Travail à faire:
[1] Relevez les noms de tous les musiciens qui se produisent sur scène le 10 juin 2003 d'après l'extrait sur les Tritonales 2003.
[2] Recopiez fidèlement un passage de l'extrait sur les Tritonales 2003 : commencez aux mots « 4 . Quatrième » et arrêtez-vous après « invité, aux vents. ».

Extrait fourni:
– Tritonales 2003 (pt.2)
DOSSIER : Les Tritonales 2003 (pt.2)
4 . Quatrième semaine
10 juin 2003 : Daevid Allen – Guru & Zero
Daevid Allen, » Divided Alien » comme il se nomme lui-même, Alice musicale, se dirige pas à pas de l’autre côté du miroir. Présent aux Tritonales, l’ancien guitariste de Gong a assuré le spectacle avec des membres du collectif japonais Acid Mother Temple : Cotton Casino au synthétiseur et Kawabata Makoto à la guitare, auxquels s’est joint Didier Malherbe, invité, aux vents.
Durant cette soirée dédiée aux « guitaristes qui ne jouent pas la guitare comme de la guitare », comme l’annonce Allen en français avec son joli accent, les spectateurs verront les instruments utilisés de cette façon peu conventionnelle et de plus en plus bruitiste, propre au maître : tout, durant ces deux heures, sera instrumentalisé. De la barre de vibrato à la fermeture-éclair de la veste d’Allen, en passant par les voix ou un archet de violon, tout élément sonore sera prétexte à trafic, détournement, manipulation, sample enregistré et programmé en boucle en live et diffusé jusqu’à saturation des niveaux et des esprits, avec ajouts successifs de violences instrumentales improvisées dans une ambiance qui souvent, rappellera le Pink Floyd d’Ummagumma.

Listing fourni:
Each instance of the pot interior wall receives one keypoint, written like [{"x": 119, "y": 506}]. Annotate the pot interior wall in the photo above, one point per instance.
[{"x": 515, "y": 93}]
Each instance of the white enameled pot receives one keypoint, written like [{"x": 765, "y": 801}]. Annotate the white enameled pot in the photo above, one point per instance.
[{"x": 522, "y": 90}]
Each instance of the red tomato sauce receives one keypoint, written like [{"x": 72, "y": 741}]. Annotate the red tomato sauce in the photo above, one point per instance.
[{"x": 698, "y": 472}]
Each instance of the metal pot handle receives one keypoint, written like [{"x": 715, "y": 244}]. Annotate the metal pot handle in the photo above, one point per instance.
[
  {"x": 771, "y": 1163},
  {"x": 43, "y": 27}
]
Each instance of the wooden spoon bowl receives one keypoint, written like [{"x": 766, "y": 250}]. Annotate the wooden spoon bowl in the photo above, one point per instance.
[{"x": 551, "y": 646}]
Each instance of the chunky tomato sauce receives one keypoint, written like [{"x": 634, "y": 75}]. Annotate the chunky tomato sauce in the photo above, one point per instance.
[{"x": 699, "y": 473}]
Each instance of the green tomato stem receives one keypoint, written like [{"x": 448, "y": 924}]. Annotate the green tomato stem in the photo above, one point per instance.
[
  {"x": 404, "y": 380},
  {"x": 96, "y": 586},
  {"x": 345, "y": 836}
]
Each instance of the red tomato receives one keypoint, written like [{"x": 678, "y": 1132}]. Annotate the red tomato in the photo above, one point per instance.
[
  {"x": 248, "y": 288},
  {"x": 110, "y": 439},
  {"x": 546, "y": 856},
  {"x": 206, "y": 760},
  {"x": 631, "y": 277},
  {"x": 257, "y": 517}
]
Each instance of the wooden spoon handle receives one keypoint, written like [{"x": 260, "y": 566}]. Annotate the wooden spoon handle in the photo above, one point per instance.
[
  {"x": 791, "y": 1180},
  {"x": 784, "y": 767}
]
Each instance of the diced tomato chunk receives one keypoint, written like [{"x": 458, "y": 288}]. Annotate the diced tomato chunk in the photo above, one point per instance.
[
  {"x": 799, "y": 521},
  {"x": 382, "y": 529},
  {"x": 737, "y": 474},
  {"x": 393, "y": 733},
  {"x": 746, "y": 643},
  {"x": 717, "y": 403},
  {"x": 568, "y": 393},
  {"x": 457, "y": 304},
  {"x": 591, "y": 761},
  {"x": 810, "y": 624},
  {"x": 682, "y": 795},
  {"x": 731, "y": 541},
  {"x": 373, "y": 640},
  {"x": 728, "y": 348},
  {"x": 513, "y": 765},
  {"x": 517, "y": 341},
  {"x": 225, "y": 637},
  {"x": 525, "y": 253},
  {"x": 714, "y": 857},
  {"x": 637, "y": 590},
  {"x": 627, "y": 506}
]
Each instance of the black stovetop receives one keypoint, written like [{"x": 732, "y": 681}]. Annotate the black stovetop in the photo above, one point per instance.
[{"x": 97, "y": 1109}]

Corrigé:
[1] Daevid Allen, Cotton Casino, Kawabata Makoto, Didier Malherbe

[2]
4 . Quatrième semaine
10 juin 2003 : Daevid Allen – Guru & Zero
Daevid Allen, » Divided Alien » comme il se nomme lui-même, Alice musicale, se dirige pas à pas de l’autre côté du miroir. Présent aux Tritonales, l’ancien guitariste de Gong a assuré le spectacle avec des membres du collectif japonais Acid Mother Temple : Cotton Casino au synthétiseur et Kawabata Makoto à la guitare, auxquels s’est joint Didier Malherbe, invité, aux vents.